▶ **Task material**

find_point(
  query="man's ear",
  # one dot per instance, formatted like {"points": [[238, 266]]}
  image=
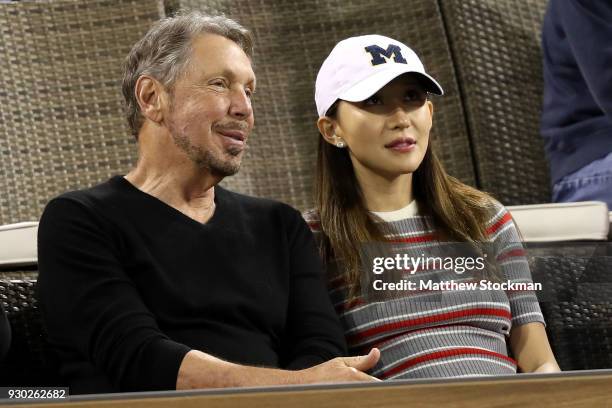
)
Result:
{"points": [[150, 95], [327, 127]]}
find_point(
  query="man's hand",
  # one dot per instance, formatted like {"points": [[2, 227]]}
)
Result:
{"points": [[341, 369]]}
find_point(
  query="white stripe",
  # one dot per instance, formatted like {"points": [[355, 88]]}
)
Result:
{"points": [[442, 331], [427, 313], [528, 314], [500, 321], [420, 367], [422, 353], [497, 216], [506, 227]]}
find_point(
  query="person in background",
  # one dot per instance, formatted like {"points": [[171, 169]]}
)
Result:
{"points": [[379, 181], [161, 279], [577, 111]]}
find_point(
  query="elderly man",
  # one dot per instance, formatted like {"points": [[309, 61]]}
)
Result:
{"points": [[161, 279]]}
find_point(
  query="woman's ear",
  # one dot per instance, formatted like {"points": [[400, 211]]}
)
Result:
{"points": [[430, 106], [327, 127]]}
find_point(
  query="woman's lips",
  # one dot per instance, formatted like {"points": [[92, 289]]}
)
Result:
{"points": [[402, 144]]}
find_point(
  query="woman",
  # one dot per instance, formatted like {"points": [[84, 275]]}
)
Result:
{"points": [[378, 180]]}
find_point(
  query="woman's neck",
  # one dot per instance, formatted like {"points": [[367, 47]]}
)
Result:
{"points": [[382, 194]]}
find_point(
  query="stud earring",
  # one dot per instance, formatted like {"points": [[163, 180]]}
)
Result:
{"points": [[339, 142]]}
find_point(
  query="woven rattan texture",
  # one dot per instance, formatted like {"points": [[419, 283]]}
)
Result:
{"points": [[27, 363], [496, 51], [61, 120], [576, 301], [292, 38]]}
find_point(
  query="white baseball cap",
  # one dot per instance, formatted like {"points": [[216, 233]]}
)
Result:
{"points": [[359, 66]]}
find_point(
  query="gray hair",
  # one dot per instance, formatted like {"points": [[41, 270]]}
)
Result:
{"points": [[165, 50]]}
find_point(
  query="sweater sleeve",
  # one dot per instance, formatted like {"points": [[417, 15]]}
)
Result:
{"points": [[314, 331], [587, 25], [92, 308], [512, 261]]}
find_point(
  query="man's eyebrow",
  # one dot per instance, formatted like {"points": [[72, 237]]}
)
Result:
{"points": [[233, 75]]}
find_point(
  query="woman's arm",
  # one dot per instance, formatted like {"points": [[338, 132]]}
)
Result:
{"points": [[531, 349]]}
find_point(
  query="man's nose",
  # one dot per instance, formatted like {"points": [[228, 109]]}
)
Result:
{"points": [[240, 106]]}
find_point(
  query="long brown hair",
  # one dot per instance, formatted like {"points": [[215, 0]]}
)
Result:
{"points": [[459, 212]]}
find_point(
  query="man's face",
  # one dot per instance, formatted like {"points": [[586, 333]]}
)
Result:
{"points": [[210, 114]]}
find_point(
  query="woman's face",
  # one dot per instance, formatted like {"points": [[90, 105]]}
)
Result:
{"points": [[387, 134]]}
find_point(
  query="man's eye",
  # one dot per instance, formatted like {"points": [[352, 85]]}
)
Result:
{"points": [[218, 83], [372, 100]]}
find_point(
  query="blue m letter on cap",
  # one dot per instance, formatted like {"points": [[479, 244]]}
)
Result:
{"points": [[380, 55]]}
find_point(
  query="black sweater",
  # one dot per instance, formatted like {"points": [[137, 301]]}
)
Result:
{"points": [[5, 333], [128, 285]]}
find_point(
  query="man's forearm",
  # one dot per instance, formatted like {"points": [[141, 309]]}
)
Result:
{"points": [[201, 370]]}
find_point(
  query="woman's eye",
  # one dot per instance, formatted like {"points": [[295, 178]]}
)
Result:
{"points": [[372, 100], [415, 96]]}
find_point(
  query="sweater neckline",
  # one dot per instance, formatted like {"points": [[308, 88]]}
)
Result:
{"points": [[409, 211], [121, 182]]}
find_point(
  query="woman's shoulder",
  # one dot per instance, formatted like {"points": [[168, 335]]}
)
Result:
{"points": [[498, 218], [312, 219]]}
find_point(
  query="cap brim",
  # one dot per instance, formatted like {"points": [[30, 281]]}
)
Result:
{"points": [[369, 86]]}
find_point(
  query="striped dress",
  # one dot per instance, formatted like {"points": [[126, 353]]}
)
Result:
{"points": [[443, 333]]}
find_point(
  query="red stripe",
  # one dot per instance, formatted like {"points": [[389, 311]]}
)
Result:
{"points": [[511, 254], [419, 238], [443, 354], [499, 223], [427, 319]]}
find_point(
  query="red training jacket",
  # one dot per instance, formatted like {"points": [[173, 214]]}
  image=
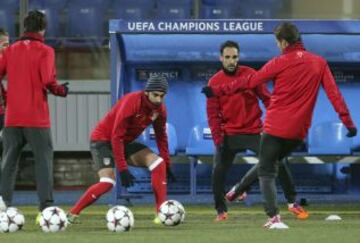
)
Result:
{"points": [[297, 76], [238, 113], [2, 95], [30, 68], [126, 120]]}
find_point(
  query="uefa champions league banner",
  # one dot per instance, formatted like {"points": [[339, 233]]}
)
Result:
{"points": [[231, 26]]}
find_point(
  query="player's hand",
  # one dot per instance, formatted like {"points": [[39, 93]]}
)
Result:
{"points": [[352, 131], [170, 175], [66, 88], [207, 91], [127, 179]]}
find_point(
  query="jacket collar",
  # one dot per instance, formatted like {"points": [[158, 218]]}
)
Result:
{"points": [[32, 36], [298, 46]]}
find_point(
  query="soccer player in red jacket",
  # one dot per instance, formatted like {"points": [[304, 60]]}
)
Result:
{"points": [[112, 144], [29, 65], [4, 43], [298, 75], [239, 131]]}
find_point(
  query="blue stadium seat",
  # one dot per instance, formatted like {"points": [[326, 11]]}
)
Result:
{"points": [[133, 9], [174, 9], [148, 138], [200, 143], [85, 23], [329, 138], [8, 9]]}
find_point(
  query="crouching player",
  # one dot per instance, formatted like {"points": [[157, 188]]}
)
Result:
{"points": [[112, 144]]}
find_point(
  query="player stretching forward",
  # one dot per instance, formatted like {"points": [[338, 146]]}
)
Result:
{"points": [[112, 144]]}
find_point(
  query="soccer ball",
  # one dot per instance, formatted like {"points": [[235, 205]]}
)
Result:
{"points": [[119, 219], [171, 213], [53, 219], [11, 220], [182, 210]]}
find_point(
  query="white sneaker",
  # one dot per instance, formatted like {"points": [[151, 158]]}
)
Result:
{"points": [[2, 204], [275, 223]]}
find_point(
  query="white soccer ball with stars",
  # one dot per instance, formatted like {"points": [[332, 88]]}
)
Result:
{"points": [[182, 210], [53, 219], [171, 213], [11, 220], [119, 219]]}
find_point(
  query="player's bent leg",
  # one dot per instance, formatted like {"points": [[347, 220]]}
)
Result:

▶ **The problem**
When a line of the data holds the string "woman", pick it out and copy it.

▶ **Task solution**
  query="woman's ear",
  query="woman's lips",
  query="woman",
  query="woman's neck",
  query="woman's arm",
  query="woman's face",
  query="woman's eye",
  query="woman's shoulder",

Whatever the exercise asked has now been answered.